Work order
The entries are to be output once more, word for word.

*** Opening Exercise input ***

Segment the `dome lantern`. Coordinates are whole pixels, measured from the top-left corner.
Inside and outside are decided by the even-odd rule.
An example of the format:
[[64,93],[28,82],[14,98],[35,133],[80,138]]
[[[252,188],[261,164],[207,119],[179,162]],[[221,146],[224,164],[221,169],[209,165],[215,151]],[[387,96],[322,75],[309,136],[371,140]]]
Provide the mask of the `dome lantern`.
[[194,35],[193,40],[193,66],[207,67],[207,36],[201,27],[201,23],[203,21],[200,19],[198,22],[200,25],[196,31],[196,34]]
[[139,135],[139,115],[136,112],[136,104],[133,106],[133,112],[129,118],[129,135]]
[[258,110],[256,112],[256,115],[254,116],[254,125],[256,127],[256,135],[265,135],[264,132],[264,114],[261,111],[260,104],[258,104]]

*** Closing Exercise input ***

Answer space
Segment the `dome lantern`. Coordinates are whole pixels, measured from the top-left corner.
Inside and outside are decided by the even-odd rule.
An example of the format:
[[64,93],[28,82],[14,98],[35,133],[80,138]]
[[[252,188],[261,164],[207,119],[179,162]],[[221,146],[224,164],[221,169],[209,165],[215,151]],[[387,96],[322,75],[309,136],[371,140]]]
Provide the mask of the `dome lantern`.
[[194,35],[193,40],[193,66],[207,67],[207,36],[201,27],[201,23],[203,21],[200,19],[198,22],[200,25],[196,31],[196,34]]
[[139,135],[139,115],[136,112],[136,104],[133,106],[133,112],[129,118],[129,135]]
[[258,110],[256,112],[256,115],[254,116],[254,125],[256,127],[256,135],[265,135],[264,132],[264,114],[261,111],[260,104],[258,104]]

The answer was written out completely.